**Gegebene Einträge**:

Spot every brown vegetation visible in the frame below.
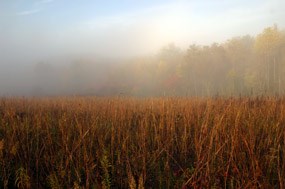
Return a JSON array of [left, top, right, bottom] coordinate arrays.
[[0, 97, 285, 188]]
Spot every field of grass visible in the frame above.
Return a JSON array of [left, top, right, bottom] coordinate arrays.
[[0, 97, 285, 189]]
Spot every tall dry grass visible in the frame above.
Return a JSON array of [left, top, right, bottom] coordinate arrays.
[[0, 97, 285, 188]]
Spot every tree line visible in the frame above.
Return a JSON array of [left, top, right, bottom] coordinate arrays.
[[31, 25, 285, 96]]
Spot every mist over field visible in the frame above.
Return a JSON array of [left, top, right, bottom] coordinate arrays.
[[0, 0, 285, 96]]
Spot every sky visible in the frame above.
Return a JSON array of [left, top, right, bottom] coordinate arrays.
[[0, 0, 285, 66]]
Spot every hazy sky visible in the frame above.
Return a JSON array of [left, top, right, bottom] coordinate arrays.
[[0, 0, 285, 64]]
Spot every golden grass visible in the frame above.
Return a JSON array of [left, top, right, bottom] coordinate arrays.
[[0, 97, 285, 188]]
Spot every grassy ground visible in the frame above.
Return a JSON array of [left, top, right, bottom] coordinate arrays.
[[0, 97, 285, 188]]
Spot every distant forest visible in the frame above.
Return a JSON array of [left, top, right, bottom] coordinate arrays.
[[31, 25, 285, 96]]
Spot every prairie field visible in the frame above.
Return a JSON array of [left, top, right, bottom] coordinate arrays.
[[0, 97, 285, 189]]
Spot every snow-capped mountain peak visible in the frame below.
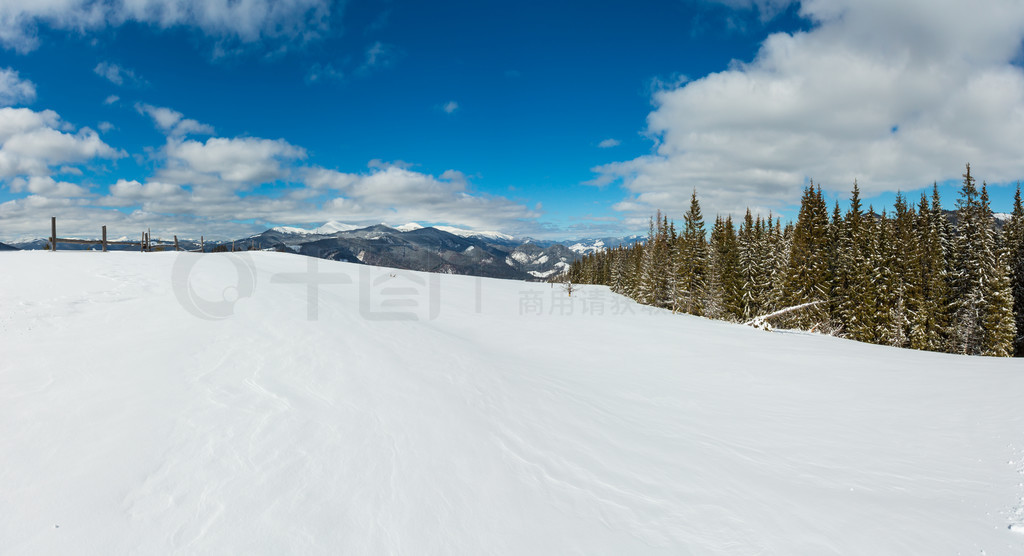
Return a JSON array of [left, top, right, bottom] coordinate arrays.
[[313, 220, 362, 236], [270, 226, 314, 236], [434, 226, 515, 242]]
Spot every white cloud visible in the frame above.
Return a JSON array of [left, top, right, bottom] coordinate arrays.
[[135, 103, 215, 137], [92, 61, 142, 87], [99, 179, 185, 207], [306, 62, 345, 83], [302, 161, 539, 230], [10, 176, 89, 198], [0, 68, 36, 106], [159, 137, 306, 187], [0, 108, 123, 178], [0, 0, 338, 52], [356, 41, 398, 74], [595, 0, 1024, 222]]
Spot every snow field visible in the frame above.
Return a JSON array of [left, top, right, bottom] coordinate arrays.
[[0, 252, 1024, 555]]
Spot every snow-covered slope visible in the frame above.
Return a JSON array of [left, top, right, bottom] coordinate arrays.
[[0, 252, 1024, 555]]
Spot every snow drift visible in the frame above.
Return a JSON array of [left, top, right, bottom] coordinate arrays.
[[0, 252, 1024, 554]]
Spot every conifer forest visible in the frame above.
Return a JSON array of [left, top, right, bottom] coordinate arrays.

**Aufgabenstellung**: Zählen Sie die Zeilen der obigen Einträge, in denen die Zeichenfolge „field“ vorkommt, und geben Sie ausschließlich die Anzahl an.

**Ergebnis**: 4